◆ To be done: Using the entries below, output exactly the line containing "Habitat-count request: mark the green stem" and all lines that follow it to the end.
++++++++++++++++++++
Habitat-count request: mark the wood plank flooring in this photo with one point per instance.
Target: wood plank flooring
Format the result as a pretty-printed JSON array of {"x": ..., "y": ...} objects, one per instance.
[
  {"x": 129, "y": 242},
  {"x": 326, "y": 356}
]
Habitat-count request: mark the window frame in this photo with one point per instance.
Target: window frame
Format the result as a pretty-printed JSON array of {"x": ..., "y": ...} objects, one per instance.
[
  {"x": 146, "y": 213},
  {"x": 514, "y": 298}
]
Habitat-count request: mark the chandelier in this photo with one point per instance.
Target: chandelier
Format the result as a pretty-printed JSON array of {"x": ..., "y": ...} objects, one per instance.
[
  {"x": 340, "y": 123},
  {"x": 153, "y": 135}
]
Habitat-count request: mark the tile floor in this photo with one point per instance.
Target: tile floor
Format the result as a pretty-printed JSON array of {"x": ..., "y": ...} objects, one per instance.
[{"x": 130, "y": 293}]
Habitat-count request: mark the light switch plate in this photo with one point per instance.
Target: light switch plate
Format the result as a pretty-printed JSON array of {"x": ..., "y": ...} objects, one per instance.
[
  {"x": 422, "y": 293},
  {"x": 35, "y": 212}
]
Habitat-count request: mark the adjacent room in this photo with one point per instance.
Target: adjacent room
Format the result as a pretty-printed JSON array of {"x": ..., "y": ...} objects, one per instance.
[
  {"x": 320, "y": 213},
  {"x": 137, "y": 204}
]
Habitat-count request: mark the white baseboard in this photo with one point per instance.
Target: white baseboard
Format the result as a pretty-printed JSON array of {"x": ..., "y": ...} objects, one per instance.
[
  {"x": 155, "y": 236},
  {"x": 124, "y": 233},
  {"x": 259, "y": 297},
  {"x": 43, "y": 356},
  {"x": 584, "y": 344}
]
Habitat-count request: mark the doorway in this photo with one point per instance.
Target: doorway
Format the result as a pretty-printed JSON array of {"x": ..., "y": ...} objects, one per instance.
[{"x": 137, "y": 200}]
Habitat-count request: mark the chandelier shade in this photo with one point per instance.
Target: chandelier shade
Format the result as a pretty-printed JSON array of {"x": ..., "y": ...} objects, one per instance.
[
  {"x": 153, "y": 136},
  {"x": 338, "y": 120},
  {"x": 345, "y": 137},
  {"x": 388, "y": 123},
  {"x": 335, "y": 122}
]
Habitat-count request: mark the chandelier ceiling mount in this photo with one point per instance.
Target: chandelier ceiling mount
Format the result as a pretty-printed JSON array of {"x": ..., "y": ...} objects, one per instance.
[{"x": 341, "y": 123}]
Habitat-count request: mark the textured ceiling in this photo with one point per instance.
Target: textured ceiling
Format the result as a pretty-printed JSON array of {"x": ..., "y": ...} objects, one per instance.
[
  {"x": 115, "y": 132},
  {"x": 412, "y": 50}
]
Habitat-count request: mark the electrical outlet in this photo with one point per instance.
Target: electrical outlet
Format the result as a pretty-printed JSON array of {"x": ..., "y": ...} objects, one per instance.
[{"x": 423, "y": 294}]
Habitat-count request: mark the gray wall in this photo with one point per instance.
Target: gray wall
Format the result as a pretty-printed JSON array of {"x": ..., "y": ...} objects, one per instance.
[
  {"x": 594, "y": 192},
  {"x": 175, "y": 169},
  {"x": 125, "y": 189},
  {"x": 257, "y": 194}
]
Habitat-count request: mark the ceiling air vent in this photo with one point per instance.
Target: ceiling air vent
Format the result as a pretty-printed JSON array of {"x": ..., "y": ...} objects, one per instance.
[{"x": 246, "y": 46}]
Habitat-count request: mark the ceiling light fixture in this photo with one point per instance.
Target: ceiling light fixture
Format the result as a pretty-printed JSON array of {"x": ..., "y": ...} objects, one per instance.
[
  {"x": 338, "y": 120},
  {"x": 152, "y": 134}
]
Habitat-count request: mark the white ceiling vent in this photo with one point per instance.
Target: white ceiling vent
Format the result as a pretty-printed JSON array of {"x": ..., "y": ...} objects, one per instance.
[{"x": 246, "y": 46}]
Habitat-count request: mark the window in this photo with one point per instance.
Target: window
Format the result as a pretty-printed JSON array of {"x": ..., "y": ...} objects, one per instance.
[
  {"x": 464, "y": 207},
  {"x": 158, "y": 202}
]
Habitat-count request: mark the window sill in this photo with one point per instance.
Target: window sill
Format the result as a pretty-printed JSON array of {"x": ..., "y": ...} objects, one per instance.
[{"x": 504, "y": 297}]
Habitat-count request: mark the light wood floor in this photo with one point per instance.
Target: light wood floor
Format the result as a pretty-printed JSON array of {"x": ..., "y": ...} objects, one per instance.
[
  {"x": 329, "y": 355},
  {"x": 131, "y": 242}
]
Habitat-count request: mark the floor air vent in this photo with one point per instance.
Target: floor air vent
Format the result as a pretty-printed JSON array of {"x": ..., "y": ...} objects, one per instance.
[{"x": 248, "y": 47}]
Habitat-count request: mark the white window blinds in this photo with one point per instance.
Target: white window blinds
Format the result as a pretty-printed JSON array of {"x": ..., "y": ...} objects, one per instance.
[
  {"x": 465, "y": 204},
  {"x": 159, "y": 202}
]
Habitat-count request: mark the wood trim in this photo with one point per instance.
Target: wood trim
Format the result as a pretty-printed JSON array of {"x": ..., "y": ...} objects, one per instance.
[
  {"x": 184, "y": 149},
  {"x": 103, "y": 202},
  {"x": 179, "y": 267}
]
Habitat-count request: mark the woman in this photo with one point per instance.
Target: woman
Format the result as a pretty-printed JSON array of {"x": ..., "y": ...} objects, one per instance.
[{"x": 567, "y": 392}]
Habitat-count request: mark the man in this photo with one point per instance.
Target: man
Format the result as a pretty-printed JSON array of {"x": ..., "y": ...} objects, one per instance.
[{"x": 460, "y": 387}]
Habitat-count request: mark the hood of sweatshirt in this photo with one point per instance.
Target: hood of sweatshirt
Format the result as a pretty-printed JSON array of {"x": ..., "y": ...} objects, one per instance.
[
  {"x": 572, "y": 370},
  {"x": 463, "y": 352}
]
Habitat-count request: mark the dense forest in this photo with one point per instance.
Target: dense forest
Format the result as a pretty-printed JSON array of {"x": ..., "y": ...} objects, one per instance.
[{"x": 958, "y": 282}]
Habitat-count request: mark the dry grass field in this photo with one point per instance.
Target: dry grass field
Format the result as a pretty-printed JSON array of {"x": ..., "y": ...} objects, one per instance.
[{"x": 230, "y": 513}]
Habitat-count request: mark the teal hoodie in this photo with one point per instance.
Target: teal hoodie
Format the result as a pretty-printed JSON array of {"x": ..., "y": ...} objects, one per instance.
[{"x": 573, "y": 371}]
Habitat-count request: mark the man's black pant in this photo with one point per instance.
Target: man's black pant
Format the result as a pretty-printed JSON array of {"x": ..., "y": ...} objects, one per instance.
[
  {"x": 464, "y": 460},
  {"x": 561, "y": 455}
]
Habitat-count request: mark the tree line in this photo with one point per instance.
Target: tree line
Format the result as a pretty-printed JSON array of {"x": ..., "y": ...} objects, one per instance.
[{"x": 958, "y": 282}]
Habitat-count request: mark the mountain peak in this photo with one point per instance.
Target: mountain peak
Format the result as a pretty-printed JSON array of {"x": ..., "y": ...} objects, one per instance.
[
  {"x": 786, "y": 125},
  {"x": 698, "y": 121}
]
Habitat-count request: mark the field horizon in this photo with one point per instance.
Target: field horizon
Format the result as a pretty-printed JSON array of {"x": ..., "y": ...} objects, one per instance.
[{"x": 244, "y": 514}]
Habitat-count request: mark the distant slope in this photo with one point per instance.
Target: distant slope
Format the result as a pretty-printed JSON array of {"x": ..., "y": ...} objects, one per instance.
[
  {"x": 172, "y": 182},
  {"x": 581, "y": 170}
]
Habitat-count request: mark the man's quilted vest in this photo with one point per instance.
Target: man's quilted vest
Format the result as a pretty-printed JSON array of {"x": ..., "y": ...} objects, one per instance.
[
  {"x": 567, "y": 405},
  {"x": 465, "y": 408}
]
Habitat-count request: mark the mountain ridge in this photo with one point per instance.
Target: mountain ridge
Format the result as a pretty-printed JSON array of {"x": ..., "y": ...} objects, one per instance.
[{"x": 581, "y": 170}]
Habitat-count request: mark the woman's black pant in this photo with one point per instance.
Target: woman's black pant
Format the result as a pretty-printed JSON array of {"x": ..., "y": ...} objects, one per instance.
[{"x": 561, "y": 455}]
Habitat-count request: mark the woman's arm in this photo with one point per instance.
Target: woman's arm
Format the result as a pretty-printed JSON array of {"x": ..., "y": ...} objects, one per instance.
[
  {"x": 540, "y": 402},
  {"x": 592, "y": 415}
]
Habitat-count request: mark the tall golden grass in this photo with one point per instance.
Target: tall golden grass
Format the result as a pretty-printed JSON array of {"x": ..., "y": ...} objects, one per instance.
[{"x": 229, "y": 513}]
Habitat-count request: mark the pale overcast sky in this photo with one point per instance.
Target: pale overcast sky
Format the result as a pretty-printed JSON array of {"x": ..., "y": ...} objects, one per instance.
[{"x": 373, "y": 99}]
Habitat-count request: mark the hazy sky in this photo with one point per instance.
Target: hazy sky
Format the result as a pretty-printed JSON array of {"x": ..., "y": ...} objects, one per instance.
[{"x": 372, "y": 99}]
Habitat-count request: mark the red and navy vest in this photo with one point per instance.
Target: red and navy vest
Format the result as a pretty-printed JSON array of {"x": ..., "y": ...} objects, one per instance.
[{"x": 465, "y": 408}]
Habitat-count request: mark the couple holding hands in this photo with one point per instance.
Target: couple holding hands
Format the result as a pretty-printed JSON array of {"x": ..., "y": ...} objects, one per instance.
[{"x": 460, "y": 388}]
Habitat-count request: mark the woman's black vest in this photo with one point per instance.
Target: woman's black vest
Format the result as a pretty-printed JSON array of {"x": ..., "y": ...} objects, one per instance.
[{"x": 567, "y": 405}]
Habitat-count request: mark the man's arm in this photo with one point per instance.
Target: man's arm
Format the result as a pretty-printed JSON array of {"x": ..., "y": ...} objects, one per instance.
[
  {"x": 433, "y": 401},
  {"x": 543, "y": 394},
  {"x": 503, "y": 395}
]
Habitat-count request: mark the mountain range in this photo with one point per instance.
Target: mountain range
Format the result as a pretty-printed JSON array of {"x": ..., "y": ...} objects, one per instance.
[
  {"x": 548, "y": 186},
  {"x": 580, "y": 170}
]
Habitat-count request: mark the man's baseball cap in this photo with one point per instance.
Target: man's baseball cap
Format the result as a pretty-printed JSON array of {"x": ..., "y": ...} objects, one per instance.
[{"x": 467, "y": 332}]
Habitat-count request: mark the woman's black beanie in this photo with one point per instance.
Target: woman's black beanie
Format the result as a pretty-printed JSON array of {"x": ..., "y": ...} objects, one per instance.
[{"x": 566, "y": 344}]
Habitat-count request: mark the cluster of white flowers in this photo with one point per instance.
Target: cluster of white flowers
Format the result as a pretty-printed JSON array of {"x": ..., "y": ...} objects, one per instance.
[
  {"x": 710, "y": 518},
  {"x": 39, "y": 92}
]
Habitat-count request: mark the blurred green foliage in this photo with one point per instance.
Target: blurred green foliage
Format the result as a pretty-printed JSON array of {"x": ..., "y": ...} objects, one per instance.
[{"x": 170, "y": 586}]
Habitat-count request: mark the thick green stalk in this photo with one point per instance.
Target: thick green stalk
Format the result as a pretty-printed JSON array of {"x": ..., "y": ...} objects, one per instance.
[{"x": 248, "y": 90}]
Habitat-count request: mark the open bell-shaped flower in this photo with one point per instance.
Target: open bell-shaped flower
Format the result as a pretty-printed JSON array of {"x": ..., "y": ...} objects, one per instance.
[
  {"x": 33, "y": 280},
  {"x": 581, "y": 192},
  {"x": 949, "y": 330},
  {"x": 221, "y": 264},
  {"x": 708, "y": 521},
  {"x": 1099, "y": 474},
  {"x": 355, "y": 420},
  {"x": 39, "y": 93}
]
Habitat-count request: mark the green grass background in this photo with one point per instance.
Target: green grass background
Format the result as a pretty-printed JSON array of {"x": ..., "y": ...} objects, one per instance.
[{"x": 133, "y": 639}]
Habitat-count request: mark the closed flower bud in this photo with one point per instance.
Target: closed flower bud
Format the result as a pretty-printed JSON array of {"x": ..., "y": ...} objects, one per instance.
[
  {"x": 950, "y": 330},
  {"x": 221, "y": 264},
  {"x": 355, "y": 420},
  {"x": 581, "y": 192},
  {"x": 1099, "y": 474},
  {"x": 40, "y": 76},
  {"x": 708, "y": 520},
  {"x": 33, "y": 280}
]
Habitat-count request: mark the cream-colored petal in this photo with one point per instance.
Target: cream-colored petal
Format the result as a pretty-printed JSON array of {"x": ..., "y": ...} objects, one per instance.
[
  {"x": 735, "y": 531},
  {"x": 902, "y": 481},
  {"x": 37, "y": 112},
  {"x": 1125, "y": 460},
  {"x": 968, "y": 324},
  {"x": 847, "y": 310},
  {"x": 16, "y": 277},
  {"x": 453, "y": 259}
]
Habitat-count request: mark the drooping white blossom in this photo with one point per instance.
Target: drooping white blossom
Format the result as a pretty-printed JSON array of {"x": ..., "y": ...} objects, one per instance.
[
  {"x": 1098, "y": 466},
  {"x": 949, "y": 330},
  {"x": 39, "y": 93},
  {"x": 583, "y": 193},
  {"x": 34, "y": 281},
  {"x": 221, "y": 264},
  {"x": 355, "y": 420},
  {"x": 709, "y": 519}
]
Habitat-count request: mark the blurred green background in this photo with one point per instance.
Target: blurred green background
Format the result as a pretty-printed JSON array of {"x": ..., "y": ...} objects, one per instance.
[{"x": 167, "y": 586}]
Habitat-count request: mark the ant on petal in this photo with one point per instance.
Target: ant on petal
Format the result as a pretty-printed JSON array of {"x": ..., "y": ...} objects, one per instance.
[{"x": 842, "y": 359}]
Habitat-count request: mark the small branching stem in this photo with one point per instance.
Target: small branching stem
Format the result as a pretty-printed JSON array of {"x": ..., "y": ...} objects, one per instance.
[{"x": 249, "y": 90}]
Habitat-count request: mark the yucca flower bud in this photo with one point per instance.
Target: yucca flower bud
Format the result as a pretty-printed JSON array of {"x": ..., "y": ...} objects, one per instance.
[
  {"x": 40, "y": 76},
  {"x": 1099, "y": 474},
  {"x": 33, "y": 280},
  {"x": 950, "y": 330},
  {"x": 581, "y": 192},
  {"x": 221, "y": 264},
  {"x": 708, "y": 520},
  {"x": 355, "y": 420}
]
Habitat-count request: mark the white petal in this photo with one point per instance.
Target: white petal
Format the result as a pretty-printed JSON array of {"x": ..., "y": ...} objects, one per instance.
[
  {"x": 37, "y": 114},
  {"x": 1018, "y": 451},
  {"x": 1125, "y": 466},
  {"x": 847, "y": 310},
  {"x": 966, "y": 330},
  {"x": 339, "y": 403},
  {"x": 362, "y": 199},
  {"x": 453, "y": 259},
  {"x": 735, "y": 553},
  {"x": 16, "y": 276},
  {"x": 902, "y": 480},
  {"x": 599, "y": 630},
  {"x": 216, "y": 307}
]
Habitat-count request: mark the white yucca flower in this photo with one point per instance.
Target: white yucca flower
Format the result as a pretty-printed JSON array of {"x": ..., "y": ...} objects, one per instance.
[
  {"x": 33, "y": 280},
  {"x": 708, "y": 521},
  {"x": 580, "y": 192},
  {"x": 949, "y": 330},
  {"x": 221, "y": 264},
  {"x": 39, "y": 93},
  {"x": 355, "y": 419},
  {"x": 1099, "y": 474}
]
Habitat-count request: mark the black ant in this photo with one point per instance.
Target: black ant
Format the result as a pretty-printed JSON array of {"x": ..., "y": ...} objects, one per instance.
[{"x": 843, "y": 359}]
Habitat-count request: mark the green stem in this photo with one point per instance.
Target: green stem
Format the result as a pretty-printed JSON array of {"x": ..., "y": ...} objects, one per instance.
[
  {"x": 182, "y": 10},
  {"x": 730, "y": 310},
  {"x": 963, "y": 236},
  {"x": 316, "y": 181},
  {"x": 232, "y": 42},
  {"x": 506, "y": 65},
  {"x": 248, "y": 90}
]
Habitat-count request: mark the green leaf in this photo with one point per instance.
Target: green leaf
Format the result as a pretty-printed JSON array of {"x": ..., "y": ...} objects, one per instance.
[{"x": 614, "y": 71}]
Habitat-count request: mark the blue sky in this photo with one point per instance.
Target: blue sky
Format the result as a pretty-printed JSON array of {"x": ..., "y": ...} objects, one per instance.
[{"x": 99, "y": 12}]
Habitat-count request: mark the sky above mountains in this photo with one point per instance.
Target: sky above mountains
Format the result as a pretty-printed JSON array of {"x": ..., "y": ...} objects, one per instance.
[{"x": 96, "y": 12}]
++++++++++++++++++++
◆ Answer for this exercise:
Habitat-count request: mark the green stem in this photo with one point per instance.
Target: green stem
Format the result as a pretty-printed JSON array of {"x": ..., "y": ...} objects, one per instance.
[
  {"x": 182, "y": 10},
  {"x": 730, "y": 310},
  {"x": 963, "y": 236},
  {"x": 316, "y": 181},
  {"x": 232, "y": 42},
  {"x": 506, "y": 65},
  {"x": 248, "y": 90}
]
Habitat-count request: mark the green leaf in this photo with one point per instance.
Target: green leaf
Format the result as a pretty-printed JSON array of {"x": ..., "y": ...} objects, one per instance.
[{"x": 614, "y": 71}]
Habitat-count request: mark the blue sky in this photo with one point per instance.
Target: blue sky
Format the result as a pretty-printed JSON array of {"x": ..., "y": ...} objects, one per instance.
[{"x": 99, "y": 12}]
Habitat-count request: mark the sky above mountains in this photo with one point per instance.
Target: sky above mountains
Format the result as a pretty-printed JSON array of {"x": ..., "y": ...} objects, one per instance.
[{"x": 96, "y": 12}]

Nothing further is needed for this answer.